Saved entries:
◇ ◇ ◇ ◇
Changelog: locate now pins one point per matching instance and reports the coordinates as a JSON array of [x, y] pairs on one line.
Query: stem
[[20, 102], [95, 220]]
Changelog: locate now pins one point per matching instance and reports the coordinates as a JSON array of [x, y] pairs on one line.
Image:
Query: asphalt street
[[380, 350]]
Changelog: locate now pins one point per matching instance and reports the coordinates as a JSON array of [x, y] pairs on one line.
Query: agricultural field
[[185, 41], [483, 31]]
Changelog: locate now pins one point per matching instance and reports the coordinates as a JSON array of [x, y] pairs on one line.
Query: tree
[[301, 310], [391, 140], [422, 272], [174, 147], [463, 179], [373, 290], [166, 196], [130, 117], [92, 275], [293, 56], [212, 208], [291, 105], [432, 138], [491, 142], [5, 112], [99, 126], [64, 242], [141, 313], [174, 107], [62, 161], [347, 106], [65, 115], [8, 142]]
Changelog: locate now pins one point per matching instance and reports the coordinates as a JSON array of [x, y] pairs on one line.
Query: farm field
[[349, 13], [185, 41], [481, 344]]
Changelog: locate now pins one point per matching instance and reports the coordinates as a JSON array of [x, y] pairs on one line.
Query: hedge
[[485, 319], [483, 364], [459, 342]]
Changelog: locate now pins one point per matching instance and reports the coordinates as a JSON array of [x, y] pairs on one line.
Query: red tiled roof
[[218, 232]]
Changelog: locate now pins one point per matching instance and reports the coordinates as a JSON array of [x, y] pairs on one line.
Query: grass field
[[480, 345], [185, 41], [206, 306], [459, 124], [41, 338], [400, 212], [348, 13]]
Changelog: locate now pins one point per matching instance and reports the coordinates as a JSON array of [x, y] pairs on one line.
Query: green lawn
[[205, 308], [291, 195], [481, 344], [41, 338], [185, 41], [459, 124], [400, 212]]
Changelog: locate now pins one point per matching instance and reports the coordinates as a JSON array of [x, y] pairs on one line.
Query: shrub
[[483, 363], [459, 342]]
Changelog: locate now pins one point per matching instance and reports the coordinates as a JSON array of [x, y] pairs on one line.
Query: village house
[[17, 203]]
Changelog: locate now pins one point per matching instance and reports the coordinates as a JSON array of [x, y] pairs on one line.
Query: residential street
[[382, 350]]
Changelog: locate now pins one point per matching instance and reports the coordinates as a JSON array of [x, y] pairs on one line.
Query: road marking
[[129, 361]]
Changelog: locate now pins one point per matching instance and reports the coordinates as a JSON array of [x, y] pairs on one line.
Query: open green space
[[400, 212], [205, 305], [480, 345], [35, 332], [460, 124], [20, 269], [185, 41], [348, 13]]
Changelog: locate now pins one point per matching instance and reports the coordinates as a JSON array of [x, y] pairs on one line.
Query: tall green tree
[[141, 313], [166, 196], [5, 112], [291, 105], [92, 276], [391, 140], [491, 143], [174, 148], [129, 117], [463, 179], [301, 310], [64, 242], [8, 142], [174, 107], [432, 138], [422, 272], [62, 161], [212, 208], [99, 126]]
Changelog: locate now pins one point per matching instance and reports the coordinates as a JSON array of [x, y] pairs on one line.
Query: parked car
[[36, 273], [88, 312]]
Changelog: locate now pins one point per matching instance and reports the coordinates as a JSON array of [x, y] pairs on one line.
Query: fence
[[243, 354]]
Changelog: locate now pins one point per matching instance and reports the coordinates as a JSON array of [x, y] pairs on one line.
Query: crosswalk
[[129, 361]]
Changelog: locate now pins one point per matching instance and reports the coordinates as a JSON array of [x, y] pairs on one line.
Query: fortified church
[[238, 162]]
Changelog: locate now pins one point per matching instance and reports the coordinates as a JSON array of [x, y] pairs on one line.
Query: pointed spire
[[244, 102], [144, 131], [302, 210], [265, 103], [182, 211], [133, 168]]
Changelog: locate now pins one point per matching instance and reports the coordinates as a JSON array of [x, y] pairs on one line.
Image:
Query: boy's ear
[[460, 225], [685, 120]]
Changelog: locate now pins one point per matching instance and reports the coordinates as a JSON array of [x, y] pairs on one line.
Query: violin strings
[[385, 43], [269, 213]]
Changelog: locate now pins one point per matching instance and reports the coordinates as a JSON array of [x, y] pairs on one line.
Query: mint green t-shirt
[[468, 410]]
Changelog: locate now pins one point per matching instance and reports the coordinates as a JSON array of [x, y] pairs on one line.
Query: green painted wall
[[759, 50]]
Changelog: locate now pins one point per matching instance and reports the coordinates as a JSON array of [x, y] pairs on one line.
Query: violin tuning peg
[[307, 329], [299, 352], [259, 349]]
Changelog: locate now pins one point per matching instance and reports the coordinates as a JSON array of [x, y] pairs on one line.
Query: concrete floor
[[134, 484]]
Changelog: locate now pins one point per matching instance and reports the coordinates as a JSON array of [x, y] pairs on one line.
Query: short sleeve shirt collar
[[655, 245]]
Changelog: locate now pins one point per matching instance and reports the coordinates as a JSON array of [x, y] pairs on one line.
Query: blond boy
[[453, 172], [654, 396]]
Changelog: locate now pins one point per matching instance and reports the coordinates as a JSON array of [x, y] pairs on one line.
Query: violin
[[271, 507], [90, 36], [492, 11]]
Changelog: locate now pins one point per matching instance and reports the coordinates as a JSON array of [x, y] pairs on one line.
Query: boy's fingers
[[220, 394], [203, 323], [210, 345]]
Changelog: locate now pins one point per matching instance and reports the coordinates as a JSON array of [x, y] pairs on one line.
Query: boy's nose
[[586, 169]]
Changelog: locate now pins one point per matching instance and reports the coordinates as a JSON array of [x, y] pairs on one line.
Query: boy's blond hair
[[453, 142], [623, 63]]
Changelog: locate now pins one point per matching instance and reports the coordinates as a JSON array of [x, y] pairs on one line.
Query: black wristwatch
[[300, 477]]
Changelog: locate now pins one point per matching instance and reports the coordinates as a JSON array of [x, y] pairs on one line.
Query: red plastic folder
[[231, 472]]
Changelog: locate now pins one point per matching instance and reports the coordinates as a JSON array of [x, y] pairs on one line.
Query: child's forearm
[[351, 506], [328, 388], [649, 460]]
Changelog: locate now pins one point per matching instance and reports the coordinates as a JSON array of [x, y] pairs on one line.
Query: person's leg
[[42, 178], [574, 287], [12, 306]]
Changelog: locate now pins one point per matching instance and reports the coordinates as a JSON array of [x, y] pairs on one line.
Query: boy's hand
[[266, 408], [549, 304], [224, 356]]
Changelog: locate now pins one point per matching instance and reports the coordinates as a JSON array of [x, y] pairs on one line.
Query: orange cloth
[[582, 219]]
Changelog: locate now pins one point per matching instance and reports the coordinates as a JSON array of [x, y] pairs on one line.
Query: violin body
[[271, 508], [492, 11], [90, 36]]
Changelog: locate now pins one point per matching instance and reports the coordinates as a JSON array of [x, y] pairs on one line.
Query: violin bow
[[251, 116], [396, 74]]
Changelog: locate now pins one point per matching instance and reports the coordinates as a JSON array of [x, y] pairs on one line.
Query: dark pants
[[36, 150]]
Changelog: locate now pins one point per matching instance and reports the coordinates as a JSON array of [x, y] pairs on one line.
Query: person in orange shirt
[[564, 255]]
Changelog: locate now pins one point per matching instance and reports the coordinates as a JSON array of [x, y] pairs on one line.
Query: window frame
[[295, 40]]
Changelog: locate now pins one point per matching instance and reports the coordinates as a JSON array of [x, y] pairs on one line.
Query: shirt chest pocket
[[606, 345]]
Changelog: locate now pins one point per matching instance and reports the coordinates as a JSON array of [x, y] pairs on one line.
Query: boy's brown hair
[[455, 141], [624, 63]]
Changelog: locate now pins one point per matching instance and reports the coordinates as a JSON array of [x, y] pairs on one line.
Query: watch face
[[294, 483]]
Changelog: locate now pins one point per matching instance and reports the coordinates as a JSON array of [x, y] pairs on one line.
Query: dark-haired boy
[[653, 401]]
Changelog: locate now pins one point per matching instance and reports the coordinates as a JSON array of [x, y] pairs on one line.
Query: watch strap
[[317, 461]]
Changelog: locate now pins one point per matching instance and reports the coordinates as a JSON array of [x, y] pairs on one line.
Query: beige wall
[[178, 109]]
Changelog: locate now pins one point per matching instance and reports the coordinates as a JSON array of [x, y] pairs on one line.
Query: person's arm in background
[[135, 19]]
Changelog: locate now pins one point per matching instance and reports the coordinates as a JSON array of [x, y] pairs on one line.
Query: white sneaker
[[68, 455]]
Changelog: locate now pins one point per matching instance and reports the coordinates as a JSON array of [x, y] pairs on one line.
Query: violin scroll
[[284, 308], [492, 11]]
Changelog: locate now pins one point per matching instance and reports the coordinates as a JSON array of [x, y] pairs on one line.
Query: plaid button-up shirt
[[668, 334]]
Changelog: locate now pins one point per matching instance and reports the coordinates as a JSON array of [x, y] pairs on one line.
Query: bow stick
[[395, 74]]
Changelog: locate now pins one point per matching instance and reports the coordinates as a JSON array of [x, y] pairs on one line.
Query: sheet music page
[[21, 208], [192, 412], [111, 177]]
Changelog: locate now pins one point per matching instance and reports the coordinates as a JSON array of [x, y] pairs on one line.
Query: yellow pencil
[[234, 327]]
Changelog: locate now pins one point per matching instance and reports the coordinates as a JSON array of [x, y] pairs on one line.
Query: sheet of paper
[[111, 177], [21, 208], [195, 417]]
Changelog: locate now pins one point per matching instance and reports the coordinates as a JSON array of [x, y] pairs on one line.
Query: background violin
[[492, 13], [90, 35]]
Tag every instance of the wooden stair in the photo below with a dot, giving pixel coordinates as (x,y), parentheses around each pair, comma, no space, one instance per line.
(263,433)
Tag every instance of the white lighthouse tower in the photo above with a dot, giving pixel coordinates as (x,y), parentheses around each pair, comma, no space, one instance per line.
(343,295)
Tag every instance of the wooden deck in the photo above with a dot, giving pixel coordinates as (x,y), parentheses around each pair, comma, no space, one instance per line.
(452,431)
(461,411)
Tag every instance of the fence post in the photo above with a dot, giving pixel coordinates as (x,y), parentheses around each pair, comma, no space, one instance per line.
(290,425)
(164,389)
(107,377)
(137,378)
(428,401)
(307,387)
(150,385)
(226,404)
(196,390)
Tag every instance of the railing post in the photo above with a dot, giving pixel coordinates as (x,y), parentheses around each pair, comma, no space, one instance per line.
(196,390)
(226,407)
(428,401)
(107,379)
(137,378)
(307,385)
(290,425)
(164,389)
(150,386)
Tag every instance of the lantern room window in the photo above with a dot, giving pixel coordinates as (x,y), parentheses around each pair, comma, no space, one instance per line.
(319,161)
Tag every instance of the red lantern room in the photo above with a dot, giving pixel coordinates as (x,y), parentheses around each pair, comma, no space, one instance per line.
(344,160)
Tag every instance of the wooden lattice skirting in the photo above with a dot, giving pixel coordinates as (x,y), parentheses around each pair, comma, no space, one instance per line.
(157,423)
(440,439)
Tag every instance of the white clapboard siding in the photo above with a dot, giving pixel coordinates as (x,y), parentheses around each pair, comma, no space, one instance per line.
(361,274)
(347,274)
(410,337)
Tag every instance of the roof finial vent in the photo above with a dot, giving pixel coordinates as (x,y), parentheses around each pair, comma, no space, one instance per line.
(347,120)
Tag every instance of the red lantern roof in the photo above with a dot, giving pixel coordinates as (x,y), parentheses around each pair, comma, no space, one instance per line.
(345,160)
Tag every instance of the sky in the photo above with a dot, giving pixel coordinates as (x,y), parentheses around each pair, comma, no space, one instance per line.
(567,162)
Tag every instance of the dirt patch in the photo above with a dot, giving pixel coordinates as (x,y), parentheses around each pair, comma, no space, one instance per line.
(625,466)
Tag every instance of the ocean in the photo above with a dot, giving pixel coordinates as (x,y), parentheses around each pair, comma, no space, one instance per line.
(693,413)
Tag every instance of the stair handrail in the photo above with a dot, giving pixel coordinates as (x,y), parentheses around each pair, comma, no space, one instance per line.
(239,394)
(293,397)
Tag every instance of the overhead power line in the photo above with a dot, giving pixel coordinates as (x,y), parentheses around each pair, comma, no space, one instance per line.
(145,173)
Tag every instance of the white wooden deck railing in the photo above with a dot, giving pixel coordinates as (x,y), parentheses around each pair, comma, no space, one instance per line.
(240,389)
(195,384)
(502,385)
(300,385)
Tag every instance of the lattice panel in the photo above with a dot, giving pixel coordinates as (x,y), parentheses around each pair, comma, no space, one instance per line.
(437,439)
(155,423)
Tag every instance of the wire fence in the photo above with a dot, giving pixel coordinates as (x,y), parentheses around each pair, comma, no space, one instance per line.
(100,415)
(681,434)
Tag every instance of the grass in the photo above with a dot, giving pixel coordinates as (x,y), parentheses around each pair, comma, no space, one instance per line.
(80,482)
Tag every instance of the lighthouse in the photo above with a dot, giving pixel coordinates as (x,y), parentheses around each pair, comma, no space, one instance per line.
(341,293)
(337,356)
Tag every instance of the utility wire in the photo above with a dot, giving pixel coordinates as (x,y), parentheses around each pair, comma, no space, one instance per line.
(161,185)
◇ ◇ ◇ ◇
**WHAT YOU HAVE TO DO**
Lines from the one that contains "Tag every instance of the white wooden" through the final line of the entries must be duplicated exactly, and no other lines.

**SOLUTION**
Tag every instance of the white wooden deck railing in the photo above with a dot, giving pixel coordinates as (x,y), parentheses around each pair, comma, no space, one instance per line.
(240,389)
(195,384)
(502,385)
(300,385)
Tag every instance of the lattice panel in the photo above with a dot, giving pixel coordinates as (x,y), parentheses around each pair, comma, no space, one instance per line.
(437,439)
(155,423)
Tag every instance of the wire fence in the photo above with a dot, giving pixel coordinates as (x,y), parentheses around each pair, comma, no space, one instance per line.
(100,415)
(681,434)
Tag every instance of the grass in the photo above with a dot, giving pixel coordinates as (x,y), parentheses around each pair, comma, no space, one instance per line.
(80,482)
Tag every instance of the lighthouse in the photo above with a dot, giving pixel coordinates as (x,y), parentheses around each pair, comma, no space, one instance per line.
(341,293)
(337,356)
Tag every instance of the utility wire in the photo above with a dot, giving pixel coordinates as (x,y), parentheses around each pair, comma, no space, one instance per line.
(161,185)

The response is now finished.